[INSTRUCTIONS TO FOLLOW]
Copy out all the entries exactly.

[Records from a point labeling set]

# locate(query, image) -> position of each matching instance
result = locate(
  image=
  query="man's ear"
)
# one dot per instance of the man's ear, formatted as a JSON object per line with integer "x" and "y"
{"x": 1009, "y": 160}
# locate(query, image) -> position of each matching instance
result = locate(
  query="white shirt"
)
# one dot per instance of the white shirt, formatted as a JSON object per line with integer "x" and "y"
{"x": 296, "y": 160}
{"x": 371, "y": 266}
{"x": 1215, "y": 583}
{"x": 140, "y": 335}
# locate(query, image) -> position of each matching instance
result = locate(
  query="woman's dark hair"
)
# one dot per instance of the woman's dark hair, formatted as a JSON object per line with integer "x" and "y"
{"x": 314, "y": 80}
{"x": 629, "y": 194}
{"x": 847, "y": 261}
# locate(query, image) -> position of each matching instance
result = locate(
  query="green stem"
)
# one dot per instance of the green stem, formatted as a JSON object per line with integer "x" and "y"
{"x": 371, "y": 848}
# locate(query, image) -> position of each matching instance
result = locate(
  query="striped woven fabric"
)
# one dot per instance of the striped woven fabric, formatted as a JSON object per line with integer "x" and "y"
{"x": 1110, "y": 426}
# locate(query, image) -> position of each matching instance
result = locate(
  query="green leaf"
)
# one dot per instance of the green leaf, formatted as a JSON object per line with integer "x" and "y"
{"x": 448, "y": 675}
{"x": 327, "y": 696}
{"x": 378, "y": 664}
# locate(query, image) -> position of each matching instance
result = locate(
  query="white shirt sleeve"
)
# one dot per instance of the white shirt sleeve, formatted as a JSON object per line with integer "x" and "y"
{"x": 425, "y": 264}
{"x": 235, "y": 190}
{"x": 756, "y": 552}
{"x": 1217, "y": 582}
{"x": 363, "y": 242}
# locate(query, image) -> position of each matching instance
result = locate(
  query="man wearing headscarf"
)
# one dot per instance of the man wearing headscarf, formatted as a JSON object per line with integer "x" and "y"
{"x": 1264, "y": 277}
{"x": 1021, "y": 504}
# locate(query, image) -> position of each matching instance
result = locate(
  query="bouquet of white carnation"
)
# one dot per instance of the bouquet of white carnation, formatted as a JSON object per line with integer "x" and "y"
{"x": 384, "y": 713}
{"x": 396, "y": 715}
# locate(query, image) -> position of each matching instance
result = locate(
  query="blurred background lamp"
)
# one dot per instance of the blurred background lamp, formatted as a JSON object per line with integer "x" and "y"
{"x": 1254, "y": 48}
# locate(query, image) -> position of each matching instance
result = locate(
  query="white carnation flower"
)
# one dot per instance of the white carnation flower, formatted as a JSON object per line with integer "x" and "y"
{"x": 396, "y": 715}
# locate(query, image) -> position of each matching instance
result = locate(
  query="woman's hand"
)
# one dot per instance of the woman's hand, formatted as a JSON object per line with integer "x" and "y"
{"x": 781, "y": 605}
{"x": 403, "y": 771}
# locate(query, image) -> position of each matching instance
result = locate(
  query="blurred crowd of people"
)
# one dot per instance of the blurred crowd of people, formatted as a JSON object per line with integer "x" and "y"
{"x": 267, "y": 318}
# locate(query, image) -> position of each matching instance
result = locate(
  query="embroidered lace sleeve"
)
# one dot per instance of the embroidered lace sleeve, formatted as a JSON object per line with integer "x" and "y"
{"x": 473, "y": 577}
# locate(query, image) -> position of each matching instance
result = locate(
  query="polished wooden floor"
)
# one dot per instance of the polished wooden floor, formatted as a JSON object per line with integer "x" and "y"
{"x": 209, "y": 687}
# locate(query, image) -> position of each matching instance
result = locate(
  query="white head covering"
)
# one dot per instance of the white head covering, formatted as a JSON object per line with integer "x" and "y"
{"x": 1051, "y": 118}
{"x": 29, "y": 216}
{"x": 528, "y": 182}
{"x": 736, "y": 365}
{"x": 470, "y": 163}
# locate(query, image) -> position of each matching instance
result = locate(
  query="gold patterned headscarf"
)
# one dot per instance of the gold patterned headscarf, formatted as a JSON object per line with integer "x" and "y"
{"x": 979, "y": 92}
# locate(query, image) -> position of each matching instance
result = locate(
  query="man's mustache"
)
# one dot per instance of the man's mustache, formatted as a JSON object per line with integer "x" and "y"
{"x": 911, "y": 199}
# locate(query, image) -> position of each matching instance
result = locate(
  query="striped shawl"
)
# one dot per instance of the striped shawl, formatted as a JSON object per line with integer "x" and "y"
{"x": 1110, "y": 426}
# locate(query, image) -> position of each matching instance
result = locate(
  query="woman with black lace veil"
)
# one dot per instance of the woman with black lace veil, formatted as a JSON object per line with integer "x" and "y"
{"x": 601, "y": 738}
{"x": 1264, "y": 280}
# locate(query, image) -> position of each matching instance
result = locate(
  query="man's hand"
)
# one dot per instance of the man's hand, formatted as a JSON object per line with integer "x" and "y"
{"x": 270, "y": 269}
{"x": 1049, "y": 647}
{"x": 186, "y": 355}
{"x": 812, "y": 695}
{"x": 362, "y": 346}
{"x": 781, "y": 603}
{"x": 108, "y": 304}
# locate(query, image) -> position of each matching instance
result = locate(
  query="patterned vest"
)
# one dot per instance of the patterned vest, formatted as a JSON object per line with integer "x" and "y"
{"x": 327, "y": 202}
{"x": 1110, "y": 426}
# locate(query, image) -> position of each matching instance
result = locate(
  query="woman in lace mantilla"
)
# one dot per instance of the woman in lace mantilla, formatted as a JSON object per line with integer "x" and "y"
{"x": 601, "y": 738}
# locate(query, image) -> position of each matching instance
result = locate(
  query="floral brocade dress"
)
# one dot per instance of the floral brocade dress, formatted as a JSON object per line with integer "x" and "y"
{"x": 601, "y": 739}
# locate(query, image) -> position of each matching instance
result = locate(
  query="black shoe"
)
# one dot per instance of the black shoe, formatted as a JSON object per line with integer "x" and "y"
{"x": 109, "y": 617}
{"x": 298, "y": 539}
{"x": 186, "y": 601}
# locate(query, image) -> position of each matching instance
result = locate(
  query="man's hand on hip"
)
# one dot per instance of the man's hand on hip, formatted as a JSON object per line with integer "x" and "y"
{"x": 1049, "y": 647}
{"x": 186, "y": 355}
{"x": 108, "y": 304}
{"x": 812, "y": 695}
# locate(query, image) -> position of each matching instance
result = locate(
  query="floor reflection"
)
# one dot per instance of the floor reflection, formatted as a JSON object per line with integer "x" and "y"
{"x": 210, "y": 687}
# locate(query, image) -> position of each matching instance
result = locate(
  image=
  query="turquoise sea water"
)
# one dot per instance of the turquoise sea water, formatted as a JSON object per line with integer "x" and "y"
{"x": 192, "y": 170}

[SOLUTION BELOW]
# locate(query, image) -> position of each matching instance
result = locate(
  image=
  query="man's ear"
)
# one dot per instance of the man's ear, formatted as a JSON object per line with integer "x" and "y"
{"x": 1009, "y": 160}
# locate(query, image) -> position of each matching instance
result = locate(
  query="white shirt"
)
# one dot per instance of the white shirt, formatted as a JSON object per line with integer "x" and "y"
{"x": 296, "y": 160}
{"x": 371, "y": 266}
{"x": 1215, "y": 583}
{"x": 140, "y": 335}
# locate(query, image) -> position of each matching instance
result = locate(
  query="woman's dark hair"
)
# one dot per instance of the woman's dark hair, formatted as a JSON object per line with integer "x" and "y"
{"x": 314, "y": 80}
{"x": 629, "y": 194}
{"x": 847, "y": 261}
# locate(query, image) -> position of each matching instance
result = locate(
  query="green stem"
)
# one dot per instance of the green stem, formatted as a JSON object per line with integer "x" and "y"
{"x": 371, "y": 848}
# locate(query, image) -> position of each matching instance
result = locate(
  query="striped woven fabric"
)
# one dot per instance of the striped woven fabric, formatted as a JSON object per line with integer "x" and "y"
{"x": 1110, "y": 426}
# locate(query, image) -> position of each matching instance
result = locate(
  query="green leaf"
)
# one dot per instance of the green leaf, formatted as a JSON object per line with integer "x" and "y"
{"x": 448, "y": 675}
{"x": 327, "y": 696}
{"x": 378, "y": 664}
# locate(query, image) -> position of each matching instance
result = locate(
  query="white shirt sleeve"
)
# one dot per instance of the white shirt sleeve, formatted as a JSON object per line with integer "x" and "y"
{"x": 425, "y": 264}
{"x": 235, "y": 190}
{"x": 756, "y": 552}
{"x": 1217, "y": 582}
{"x": 363, "y": 242}
# locate(query, image) -> position of each matching instance
result = locate(
  query="man wearing headscarf"
)
# one dot per instance of the man wearing headscarf, formatted as a JSON object per line with integer "x" and "y"
{"x": 1264, "y": 277}
{"x": 1021, "y": 504}
# locate(query, image) -> position of each matching instance
result = locate(
  query="bouquet of white carnation"
)
# one dot per instance of the bouquet of white carnation, formatted as a JSON object per line with integer "x" and "y"
{"x": 384, "y": 713}
{"x": 396, "y": 715}
# locate(query, image) -> position of each matching instance
result = locate(
  query="blurred background lamp"
)
# one dot per instance of the blurred background lamp, formatted as a JSON object per line with integer "x" and "y"
{"x": 1254, "y": 48}
# locate(query, image) -> position of each matching instance
result = locate(
  query="white carnation flower"
)
# one dot per instance of the white carnation flower, formatted as a JSON object per line with integer "x" and "y"
{"x": 396, "y": 715}
# locate(query, image) -> position of each matching instance
result = locate(
  query="woman's hand"
)
# one dot per instance of the woman's hand, formatted as a JSON object per line with integer "x" and "y"
{"x": 781, "y": 605}
{"x": 403, "y": 771}
# locate(query, image) -> position of each matching instance
result = locate(
  query="blurred crowd of people"
)
# one dot per instance of the blurred crowd of people, formatted as a JSON object per line with integer "x" and "y"
{"x": 267, "y": 318}
# locate(query, image) -> position of each matching instance
result = locate(
  query="embroidered lace sleeve"
)
# one dot per instance of the embroidered lace sleeve, formatted as a JSON object per line with integer "x" and "y"
{"x": 473, "y": 577}
# locate(query, image) -> position of each matching instance
result = locate(
  query="polished wooden floor"
)
# one dot per instance of the polished wooden floor, formatted as a JSON object per line with integer "x" and "y"
{"x": 209, "y": 687}
# locate(query, image) -> position of each matching instance
result = locate(
  query="white head covering"
)
# one dot per instance of the white head covering, formatted as a JSON object per line with integer "x" and "y"
{"x": 1051, "y": 118}
{"x": 29, "y": 216}
{"x": 528, "y": 182}
{"x": 736, "y": 365}
{"x": 470, "y": 163}
# locate(query, image) -> position of each matching instance
result = locate(
  query="gold patterned headscarf"
)
# one dot per instance of the gold patterned headscarf, formatted as a JSON object per line with integer "x" and "y"
{"x": 979, "y": 92}
# locate(query, image) -> position of each matching instance
result = locate(
  query="man's mustache"
)
# one dot per instance of the man's mustache, formatted as a JSON object per line with integer "x" and "y"
{"x": 911, "y": 199}
# locate(query, image) -> position of each matching instance
result = locate(
  query="striped shawl"
)
# one dot per instance of the striped shawl, formatted as a JSON object per line with integer "x" and "y"
{"x": 1110, "y": 426}
# locate(query, image) -> position of each matching instance
result = locate(
  query="woman with black lace veil"
)
# one dot per instance of the woman with black lace veil, formatted as a JSON object per line with integer "x" and "y"
{"x": 601, "y": 738}
{"x": 1264, "y": 280}
# locate(query, image) -> position of each matching instance
result = locate(
  query="man's hand"
)
# one dot per instance of the man's hand, formatted as a JSON object per line with integer "x" and "y"
{"x": 270, "y": 269}
{"x": 1049, "y": 647}
{"x": 186, "y": 355}
{"x": 812, "y": 695}
{"x": 362, "y": 346}
{"x": 781, "y": 603}
{"x": 108, "y": 304}
# locate(query, image) -> position of each matching instance
result = locate(
  query="patterned vest"
)
# one dot per instance of the patterned vest, formatted as a JSON object per line with integer "x" and "y"
{"x": 327, "y": 202}
{"x": 1110, "y": 426}
# locate(query, image) -> position of each matching instance
result = locate(
  query="woman in lace mantilla"
)
# one dot per instance of the woman in lace mantilla, formatted as a JSON object per line with integer "x" and "y"
{"x": 601, "y": 738}
# locate(query, image) -> position of each matching instance
result = locate(
  query="floral brocade dress"
)
# one dot per instance of the floral brocade dress, formatted as a JSON object per line with integer "x" and "y"
{"x": 601, "y": 739}
# locate(query, image) -> position of each matching instance
result = locate(
  query="black shoe"
)
# one dot per instance of the black shoe, formatted as a JSON object per line with integer "x" and "y"
{"x": 109, "y": 617}
{"x": 298, "y": 539}
{"x": 186, "y": 601}
# locate(query, image) -> position of each matching instance
result = locate(
  query="man's hand on hip"
)
# one dot per instance of the man's hand on hip, formatted as a JSON object per line with integer "x" and "y"
{"x": 1049, "y": 647}
{"x": 186, "y": 355}
{"x": 108, "y": 304}
{"x": 812, "y": 695}
# locate(query, image) -> position of each matching instance
result = locate(
  query="floor reflection"
)
# one dot per instance of the floor reflection, formatted as a JSON object per line with integer "x" and "y"
{"x": 210, "y": 687}
# locate(query, image) -> position of each matching instance
result = locate(
  image=
  query="turquoise sea water"
)
# one dot per instance of the turquoise sea water, formatted as a JSON object per line with integer "x" and "y"
{"x": 192, "y": 170}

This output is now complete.